__Written request A__. Reproduce the listing from the line containing "the blue sky" through the end of the listing, adjusting every coordinate value by adding -89 and keeping all other lines unchanged.

__Text__.
•••
VO2 max is basically the definitive measurement of aerobic
fitness. It tells you the maximum rate at which you can
take oxygen from the air and deliver through it through
the lungs into the bloodstream for use by your working
muscles. It’s an excellent measurement of current
health and predictor of future health. In fact, American
Heart Association has argued that it should be classified
as a new “vital sign” to be assessed yearly
by your doctor.
As the AHA statement noted, there are
various ways of measuring or estimating VO2 max. The best
is to do it directly, by measuring the oxygen you consume
while you exercise to exhaustion. Next best is to estimate
it while exercising to exhaustion; for example, based
on the distance covered during a 12-minute run.
There are also “sub-maximal”
exercise protocols that estimate VO2 max based on the
relationship between your heart rate and pace, without
forcing you to go all-out. This (along with basic information
like your age and sex) is what GPS watches like the Garmin
Forerunner 230, 235, and 630 do, by having you run for
at least 10 minutes while simultaneously measuring your
pace and heart rate. (The 230 and 630 measure heart rate
with a chest strap, while the 235 uses a wrist sensor
integrated into the watch.)
•••
__Recorded information__.
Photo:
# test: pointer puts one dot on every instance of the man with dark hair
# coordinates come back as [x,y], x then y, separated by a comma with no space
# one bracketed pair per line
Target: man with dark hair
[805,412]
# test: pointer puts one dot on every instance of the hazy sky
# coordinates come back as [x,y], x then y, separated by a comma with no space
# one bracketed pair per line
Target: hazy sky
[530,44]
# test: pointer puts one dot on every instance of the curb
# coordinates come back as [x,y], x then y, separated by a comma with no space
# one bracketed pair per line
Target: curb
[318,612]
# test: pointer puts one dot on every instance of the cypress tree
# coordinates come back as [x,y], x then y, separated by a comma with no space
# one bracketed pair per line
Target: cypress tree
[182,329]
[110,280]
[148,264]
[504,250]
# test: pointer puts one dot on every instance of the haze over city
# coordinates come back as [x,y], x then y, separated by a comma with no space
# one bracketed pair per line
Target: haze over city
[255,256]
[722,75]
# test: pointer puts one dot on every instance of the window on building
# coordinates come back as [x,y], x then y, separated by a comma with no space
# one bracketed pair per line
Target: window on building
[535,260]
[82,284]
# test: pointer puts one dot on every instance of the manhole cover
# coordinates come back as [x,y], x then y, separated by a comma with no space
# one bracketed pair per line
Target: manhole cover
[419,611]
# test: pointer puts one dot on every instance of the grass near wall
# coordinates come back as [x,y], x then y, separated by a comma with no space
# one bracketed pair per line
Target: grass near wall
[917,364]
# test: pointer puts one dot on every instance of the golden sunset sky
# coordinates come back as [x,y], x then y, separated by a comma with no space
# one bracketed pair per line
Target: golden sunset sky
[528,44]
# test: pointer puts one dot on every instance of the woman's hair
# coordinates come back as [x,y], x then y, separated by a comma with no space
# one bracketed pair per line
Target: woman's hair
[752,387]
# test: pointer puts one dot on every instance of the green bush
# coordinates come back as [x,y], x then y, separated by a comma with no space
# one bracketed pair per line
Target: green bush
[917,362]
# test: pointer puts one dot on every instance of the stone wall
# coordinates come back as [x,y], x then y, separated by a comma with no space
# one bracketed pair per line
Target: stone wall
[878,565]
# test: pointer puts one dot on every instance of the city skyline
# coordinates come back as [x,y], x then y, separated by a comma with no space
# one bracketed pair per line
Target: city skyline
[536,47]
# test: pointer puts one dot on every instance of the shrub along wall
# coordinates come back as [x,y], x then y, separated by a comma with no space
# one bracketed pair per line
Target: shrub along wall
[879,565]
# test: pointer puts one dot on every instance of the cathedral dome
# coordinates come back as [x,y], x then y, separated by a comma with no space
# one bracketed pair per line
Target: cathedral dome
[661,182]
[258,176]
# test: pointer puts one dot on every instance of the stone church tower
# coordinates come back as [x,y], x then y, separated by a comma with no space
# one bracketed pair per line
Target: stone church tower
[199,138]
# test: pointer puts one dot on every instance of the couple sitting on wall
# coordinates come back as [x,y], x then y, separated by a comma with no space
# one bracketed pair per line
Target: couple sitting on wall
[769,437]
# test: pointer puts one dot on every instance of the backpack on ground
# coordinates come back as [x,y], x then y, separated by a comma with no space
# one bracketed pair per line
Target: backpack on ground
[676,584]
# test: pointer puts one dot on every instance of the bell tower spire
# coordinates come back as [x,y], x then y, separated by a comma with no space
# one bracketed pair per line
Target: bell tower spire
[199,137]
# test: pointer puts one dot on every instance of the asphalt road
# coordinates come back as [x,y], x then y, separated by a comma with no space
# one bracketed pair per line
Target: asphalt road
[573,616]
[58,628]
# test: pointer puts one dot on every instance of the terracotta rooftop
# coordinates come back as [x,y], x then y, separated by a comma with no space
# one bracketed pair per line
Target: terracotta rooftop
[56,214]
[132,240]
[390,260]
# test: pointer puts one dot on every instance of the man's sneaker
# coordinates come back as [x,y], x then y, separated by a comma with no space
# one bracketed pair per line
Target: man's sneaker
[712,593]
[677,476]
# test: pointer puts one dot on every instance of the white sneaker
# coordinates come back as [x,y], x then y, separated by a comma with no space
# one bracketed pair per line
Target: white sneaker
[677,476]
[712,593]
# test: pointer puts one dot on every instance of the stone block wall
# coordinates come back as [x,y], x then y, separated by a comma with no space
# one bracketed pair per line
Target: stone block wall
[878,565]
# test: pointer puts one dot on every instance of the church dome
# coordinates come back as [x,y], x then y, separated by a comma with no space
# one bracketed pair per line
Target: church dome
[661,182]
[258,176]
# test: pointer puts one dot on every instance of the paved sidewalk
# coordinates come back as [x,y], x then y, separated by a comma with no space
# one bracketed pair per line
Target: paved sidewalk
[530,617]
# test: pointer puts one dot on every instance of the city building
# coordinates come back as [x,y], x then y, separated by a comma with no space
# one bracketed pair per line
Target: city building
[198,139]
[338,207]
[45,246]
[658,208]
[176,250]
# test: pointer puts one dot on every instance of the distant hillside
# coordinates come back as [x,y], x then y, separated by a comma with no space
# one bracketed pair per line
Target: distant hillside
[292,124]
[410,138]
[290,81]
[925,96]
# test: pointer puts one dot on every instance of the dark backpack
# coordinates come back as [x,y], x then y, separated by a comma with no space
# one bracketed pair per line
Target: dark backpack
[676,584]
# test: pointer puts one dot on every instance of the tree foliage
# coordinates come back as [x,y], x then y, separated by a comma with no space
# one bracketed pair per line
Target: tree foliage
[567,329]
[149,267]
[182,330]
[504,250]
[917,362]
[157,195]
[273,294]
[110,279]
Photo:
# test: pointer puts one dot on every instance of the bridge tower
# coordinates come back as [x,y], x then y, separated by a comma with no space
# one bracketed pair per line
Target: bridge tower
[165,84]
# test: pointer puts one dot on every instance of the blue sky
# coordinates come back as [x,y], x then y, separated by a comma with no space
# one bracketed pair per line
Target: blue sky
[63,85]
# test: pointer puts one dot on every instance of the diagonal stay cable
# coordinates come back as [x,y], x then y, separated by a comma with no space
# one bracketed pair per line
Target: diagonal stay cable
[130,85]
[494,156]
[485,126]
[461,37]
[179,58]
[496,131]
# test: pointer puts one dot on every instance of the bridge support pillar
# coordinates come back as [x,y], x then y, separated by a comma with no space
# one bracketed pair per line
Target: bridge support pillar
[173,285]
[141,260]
•••
__Written request B__. Continue the passage on VO2 max from the point where it stops.

__Reply A__.
# test: pointer puts one dot on every instance of the blue sky
# coordinates come back as [x,y], x then y, separated by a comma with no space
# one bracketed pair per line
Target: blue sky
[-26,-4]
# test: pointer puts one dot on every instance of the diagonal stay cable
# coordinates come back as [x,y], x then y, separated by a comma with no space
# one bracketed pair per line
Target: diagonal stay cable
[41,-4]
[405,67]
[396,37]
[372,-52]
[90,-31]
[407,42]
# test: pointer puts one dot on every instance of the bridge support pillar
# coordinates come back as [x,y], x then y, separated by a comma with no space
# one bracketed pair per line
Target: bridge support pillar
[84,196]
[52,171]

__Reply B__.
Finally, there are estimates that don’t
involve exercise at all, but simply use information like
your age, resting heart rate, and typical activity levels.
Watches like the Polar V800 take this a step further by
measuring your heart-rate variability (the subtle variations
in the time between successive heart beats) for a few
minutes while you’re lying down.
Here’s what the data presented at
the ACSM conference found.
Garmin vs. Polar
vs. lab tests for VO2 max
The most comprehensive study came from Bryan Smith and
his colleagues at Southern Illinois University Edwardsville.
They estimated VO2 max for 23 women and 26 men using the
Garmin 230, Garmin 235, and Polar V800, then compared
those results to gold-standard lab testing.
Typical VO2 max values in healthy college
students tends to be in the 40s or 50s (in units of milliliters
of oxygen per kilograms of body mass per minute). In those
units, here’s how much the various watch estimates
over- or underestimated VO2 max (an upward bar indicates
that the watch underestimated VO2 max):
There are some interesting
patterns there. The Garmin measurements seem to consistently
overestimate VO2 max, to a greater degree in men than
women, and to a greater degree with the wrist sensor (which
is a newer and less reliable way of monitoring heart rate)
than the chest strap.
The Polar measurements appear to be less
accurate—not surprisingly, given that they’re
estimating a characteristic of maximal exercise while
at rest. But the deviation seems to be completely different
in men and women. It’s hard to know whether this
is an artifact of the particular group of men and women
in this study (the men in the study had slightly higher
BMIs and also slightly higher VO2 max), or something more
systematic.
Before taking these results as gospel,
though, it’s worth checking what some of the other
studies found.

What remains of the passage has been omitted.